— Exercise passage —
Occ3D: A Large-Scale 3D Occupancy Prediction Benchmark for Autonomous Driving
Xiaoyu Tian, Tao Jiang, Longfei Yun, Yucheng Mao, Huitong Yang, Yue Wang, Yilun Wang, Hang Zhao
TL;DR
This work introduces Occ3D, a large-scale benchmark for 3D occupancy prediction built on Waymo and nuScenes, with a rigorous automatic label-generation pipeline that densifies voxels and handles occlusion to produce visibility-aware annotations. It also presents Coarse-to-Fine Occupancy (CTF-Occ), a transformer-based network that fuses multi-view image features into 3D voxel space via cross-attention in a coarse-to-fine manner and employs an incremental token selection strategy for efficiency. Across Occ3D-nuScenes and Occ3D-Waymo, CTF-Occ achieves state-of-the-art IoU/mIoU against several baselines and ablations validate the benefits of the pipeline steps and token strategy. The dataset and code are released to spur research in dense 3D scene understanding, including the handling of General Objects beyond a fixed ontology. Overall, Occ3D advances 3D occupancy prediction toward robust, surrounding-view perception for autonomous driving.

— Entries drawn from a collection —

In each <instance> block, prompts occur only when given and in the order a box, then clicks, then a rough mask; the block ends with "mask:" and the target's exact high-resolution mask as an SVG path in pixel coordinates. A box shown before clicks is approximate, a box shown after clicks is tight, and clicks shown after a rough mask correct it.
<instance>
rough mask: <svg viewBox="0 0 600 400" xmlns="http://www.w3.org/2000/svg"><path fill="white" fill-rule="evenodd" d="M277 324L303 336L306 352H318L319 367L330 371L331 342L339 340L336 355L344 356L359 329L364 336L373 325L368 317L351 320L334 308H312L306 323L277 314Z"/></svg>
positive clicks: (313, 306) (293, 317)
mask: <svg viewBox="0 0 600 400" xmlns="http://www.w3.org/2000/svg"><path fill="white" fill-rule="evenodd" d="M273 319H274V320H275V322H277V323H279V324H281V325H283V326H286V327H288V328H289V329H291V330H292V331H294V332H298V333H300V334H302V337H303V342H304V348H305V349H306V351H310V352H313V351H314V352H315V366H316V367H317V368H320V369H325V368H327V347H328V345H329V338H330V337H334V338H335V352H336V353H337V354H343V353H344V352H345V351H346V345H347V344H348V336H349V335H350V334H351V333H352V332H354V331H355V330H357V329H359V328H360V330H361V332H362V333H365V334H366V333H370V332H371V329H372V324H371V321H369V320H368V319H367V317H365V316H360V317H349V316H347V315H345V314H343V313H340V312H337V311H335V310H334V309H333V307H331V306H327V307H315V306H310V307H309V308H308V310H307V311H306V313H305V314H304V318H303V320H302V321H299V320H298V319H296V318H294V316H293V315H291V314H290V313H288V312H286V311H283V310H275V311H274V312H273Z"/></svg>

— Your assignment —
Please continue the Occ3D benchmark summary that comes before the data, starting right after its final sentence.

— Response to this exercise —
Abstract
Robotic perception requires the modeling of both 3D geometry and semantics. Existing methods typically focus on estimating 3D bounding boxes, neglecting finer geometric details and struggling to handle general, out-of-vocabulary objects. 3D occupancy prediction, which estimates the detailed occupancy states and semantics of a scene, is an emerging task to overcome these limitations. To support 3D occupancy prediction, we develop a label generation pipeline that produces dense, visibility-aware labels for any given scene. This pipeline comprises three stages: voxel densification, occlusion reasoning, and image-guided voxel refinement. We establish two benchmarks, derived from the Waymo Open Dataset and the nuScenes Dataset, namely Occ3D-Waymo and Occ3D-nuScenes benchmarks. Furthermore, we provide an extensive analysis of the proposed dataset with various baseline models. Lastly, we propose a new model, dubbed Coarse-to-Fine Occupancy (CTF-Occ) network, which demonstrates superior performance on the Occ3D benchmarks. The code, data, and benchmarks are released at https://tsinghua-mars-lab.github.io/Occ3D/.